● **TEXTE FOURNI**
- - -

Mercredi 11 juillet 2012. Paris, Stade Charléty, il est un peu plus de 19 heures, et Assia El Hannouni vient de remporter haut la main (en 55s11) son 400 m couru face à des athlètes valides. « Ce soir, il y avait deux athlètes handisport présents sur ce meeting (Trésor Gautier Makunda courait lui aussi le 400 m, ndlr). Et ça ne pose aucun problème. Il y a encore quelques années, il fallait faire des pieds et des mains pour participer à une épreuve valide. Les choses ont évolué », sourit la championne.
Pour Assia aussi, beaucoup de choses ont changé. En 2004, le grand public l’a découvert aux Jeux Paralympiques d’Athènes, où elle a raflé quatre médailles d’or. En 2008, elle a connu une expérience « top », « magique » : porte-drapeau de la délégation paralympique française aux Jeux de Pékin. « Moi, personne handicapée, femme, d’origine maghrébine, j’étais la première personne à entrer dans le stade ! C’est ça la France, toutes ces cultures différentes, c’est ce qui fait la force de notre pays ». Sa voix s’emballe à l’évocation de ce si précieux souvenir. « Je me souviens de tout. Il y a une sorte de compétition entre les pays, pour savoir qui aura la meilleure tenue, qui respectera le mieux le protocole. On est beaucoup regardé au moment du défilé ».
Regardée, Assia El Hannouni l’est aujourd’hui un peu moins. Parce qu’elle a 31 ans, et que la nouvelle génération attise davantage les regards. « Mais je ne suis pas jalouse. Marie-Amélie Le Fur (lire son portrait), par exemple, travaille aussi dur que moi. Elle récolte les fruits de son travail. Les gens m’oublient un peu, mais ce n’est pas plus mal, on me laisse tranquille ».
Assia El Hannouni Née le 30/05/1981 à Dijon (21) Palmarès 2011 2008 2006 2004 2003 |
Il n’empêche, elle s’apprête à vivre sa troisième olympiade, à Londres cette fois. « Les Jeux de la maturité », comme elle aime les appeler. Avec toujours la même excitation. « Bien sûr, parce que ce sont les Jeux. Ceux qui disent que l’excitation n’est plus la même mentent. Sinon, on ne s’entraînerait pas autant pour y aller ». A Londres, elle compte même « prendre encore plus de plaisir. Je n’aurai pas de stress particulier, je ne serai pas porte-drapeau ».

- - -

● **DONNÉES EXTRAITES**
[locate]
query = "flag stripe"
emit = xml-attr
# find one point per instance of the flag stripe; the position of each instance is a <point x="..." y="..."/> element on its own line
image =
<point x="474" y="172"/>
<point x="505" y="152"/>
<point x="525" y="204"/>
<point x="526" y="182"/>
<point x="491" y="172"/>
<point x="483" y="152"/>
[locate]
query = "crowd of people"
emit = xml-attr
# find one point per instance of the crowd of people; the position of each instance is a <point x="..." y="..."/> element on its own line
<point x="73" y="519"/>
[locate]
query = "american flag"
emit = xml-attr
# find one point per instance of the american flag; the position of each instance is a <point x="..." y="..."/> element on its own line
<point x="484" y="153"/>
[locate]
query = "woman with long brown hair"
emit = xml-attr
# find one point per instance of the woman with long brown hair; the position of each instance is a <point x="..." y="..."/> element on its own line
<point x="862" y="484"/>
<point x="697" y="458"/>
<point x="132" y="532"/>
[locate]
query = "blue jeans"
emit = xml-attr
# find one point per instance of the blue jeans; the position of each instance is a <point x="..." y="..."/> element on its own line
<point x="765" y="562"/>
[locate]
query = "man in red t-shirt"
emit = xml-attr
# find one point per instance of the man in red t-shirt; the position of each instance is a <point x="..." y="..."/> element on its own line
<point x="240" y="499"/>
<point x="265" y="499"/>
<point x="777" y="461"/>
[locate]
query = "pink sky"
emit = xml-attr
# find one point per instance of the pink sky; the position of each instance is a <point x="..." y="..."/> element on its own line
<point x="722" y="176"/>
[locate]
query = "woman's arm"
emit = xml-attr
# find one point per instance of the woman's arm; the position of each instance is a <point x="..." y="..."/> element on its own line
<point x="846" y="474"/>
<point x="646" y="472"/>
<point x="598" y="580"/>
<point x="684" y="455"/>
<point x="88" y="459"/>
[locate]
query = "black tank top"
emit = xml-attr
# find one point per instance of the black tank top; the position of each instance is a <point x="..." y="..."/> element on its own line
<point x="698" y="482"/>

- - -

● **EXERCICE ÉCRIT 1**
Répondez aux questions suivantes d'après le portrait d'Assia El Hannouni.
(a) En quel temps a-t-elle remporté son 400 m au Stade Charléty ?
(b) Combien de médailles d'or a-t-elle raflées aux Jeux Paralympiques d'Athènes ?
(c) Dans quelle ville s'apprête-t-elle à vivre sa troisième olympiade ?
● **EXERCICE ÉCRIT 2**
Mettez à jour l'ensemble des entrées en remplaçant « blue jeans » par « denim pants », sans rien modifier d'autre.

● **CORRIGÉ 1**
(a) En 55s11.
(b) Quatre.
(c) À Londres.

● **CORRIGÉ 2**
[locate]
query = "flag stripe"
emit = xml-attr
# find one point per instance of the flag stripe; the position of each instance is a <point x="..." y="..."/> element on its own line
image =
<point x="474" y="172"/>
<point x="505" y="152"/>
<point x="525" y="204"/>
<point x="526" y="182"/>
<point x="491" y="172"/>
<point x="483" y="152"/>
[locate]
query = "crowd of people"
emit = xml-attr
# find one point per instance of the crowd of people; the position of each instance is a <point x="..." y="..."/> element on its own line
<point x="73" y="519"/>
[locate]
query = "american flag"
emit = xml-attr
# find one point per instance of the american flag; the position of each instance is a <point x="..." y="..."/> element on its own line
<point x="484" y="153"/>
[locate]
query = "woman with long brown hair"
emit = xml-attr
# find one point per instance of the woman with long brown hair; the position of each instance is a <point x="..." y="..."/> element on its own line
<point x="862" y="484"/>
<point x="697" y="458"/>
<point x="132" y="532"/>
[locate]
query = "denim pants"
emit = xml-attr
# find one point per instance of the denim pants; the position of each instance is a <point x="..." y="..."/> element on its own line
<point x="765" y="562"/>
[locate]
query = "man in red t-shirt"
emit = xml-attr
# find one point per instance of the man in red t-shirt; the position of each instance is a <point x="..." y="..."/> element on its own line
<point x="240" y="499"/>
<point x="265" y="499"/>
<point x="777" y="461"/>
[locate]
query = "pink sky"
emit = xml-attr
# find one point per instance of the pink sky; the position of each instance is a <point x="..." y="..."/> element on its own line
<point x="722" y="176"/>
[locate]
query = "woman's arm"
emit = xml-attr
# find one point per instance of the woman's arm; the position of each instance is a <point x="..." y="..."/> element on its own line
<point x="846" y="474"/>
<point x="646" y="472"/>
<point x="598" y="580"/>
<point x="684" y="455"/>
<point x="88" y="459"/>
[locate]
query = "black tank top"
emit = xml-attr
# find one point per instance of the black tank top; the position of each instance is a <point x="..." y="..."/> element on its own line
<point x="698" y="482"/>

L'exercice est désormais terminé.